What is asked:
Only the lines from the line containing "Could you please point to the distant" to the end of the entries should be repeated, exactly as they appear.
-- begin Data lines --
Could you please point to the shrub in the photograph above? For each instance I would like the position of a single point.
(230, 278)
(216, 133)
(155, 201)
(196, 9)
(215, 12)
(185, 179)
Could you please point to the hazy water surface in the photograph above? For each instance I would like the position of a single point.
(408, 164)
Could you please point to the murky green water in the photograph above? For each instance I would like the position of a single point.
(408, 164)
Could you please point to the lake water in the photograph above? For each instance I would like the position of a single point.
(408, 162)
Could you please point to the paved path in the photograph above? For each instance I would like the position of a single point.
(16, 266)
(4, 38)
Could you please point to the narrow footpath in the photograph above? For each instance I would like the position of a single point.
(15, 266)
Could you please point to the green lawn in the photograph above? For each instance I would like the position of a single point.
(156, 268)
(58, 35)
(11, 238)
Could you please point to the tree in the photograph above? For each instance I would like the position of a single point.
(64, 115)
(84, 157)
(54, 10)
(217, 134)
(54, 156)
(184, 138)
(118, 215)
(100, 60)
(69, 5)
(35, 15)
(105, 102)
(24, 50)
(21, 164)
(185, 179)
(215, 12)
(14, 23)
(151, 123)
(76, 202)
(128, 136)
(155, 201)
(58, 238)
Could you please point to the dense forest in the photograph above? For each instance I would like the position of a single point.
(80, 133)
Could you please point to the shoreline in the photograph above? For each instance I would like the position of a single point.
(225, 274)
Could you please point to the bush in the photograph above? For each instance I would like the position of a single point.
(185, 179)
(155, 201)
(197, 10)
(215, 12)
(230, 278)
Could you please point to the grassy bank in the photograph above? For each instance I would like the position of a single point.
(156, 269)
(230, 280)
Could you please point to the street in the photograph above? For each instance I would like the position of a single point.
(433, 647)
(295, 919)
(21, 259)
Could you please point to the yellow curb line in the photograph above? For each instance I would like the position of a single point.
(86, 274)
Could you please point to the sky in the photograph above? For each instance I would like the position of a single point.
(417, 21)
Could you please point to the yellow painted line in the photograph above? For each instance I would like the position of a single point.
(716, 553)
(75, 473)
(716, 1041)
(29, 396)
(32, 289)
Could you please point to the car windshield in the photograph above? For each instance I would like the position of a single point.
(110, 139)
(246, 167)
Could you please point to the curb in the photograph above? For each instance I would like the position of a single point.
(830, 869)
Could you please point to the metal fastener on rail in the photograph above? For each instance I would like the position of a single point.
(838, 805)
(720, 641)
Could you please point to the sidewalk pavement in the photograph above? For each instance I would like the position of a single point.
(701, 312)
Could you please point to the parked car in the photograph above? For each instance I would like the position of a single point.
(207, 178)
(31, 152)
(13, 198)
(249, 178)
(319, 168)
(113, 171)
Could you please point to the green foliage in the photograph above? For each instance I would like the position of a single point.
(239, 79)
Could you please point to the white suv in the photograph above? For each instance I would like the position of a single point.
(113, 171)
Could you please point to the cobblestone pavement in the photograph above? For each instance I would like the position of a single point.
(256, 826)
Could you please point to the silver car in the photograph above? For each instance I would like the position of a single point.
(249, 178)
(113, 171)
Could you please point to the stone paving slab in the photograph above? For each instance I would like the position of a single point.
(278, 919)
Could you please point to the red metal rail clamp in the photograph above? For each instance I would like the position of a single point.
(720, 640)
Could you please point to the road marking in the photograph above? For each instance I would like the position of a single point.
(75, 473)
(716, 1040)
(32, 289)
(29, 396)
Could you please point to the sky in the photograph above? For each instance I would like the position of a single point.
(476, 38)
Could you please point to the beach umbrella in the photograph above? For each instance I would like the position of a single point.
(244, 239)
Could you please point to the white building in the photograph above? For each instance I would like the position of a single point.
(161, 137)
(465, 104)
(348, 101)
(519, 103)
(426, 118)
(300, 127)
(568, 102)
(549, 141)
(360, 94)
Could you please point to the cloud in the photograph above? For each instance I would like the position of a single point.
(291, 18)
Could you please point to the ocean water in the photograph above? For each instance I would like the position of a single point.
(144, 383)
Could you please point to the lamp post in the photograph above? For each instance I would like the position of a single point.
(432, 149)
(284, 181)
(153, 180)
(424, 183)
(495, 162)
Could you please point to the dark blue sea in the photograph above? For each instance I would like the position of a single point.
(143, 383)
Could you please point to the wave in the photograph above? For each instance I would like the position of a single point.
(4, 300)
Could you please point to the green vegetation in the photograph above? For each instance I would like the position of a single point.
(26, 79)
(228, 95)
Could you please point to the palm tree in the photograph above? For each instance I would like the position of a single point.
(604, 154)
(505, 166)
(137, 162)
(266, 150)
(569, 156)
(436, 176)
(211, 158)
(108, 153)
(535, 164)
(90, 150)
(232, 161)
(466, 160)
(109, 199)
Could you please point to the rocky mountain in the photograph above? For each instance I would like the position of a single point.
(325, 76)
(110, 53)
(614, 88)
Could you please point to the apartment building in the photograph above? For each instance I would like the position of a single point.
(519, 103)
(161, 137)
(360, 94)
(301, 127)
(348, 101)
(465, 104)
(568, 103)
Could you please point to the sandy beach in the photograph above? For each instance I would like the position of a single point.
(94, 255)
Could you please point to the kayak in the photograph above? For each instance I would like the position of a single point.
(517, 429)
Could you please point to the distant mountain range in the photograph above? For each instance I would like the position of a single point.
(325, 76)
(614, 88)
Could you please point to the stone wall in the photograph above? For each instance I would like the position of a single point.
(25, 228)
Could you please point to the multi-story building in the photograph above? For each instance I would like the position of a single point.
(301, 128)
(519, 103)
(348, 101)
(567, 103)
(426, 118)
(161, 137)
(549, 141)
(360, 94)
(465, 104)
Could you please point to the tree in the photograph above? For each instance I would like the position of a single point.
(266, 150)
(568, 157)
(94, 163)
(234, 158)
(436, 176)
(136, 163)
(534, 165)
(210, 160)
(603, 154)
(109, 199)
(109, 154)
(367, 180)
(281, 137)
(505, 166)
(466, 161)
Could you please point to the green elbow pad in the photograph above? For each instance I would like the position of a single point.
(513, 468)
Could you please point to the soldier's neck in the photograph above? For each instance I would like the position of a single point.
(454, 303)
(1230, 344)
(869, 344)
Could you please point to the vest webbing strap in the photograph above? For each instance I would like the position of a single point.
-- end Data lines --
The output:
Could you please point to the distant mountain range in the photograph above? For each instance I would like the position of a single point.
(325, 76)
(614, 88)
Could you please point to the stone wall in the photograph above? For each instance I would like the position of a single point.
(25, 228)
Could you please point to the multi-story building in the photograph above? For each instance I would like the position of a single point.
(301, 128)
(519, 103)
(348, 101)
(567, 103)
(426, 118)
(161, 137)
(549, 141)
(360, 94)
(465, 104)
Could you please point to the tree in the photograph above? For each instance I would like the position of a single point.
(266, 150)
(568, 157)
(94, 163)
(234, 158)
(436, 176)
(136, 163)
(534, 165)
(210, 160)
(603, 154)
(109, 199)
(109, 154)
(367, 180)
(281, 137)
(505, 166)
(466, 161)
Could you please point to the green elbow pad in the photograph above? For each instance I would like the position of a single point.
(513, 468)
Could you please point to the soldier's neck in the photograph above? For each instance I would like the position of a single point.
(454, 303)
(1230, 344)
(869, 344)
Could you please point to the vest webbing strap in the photograph above? For each instance I would like the position of a single point.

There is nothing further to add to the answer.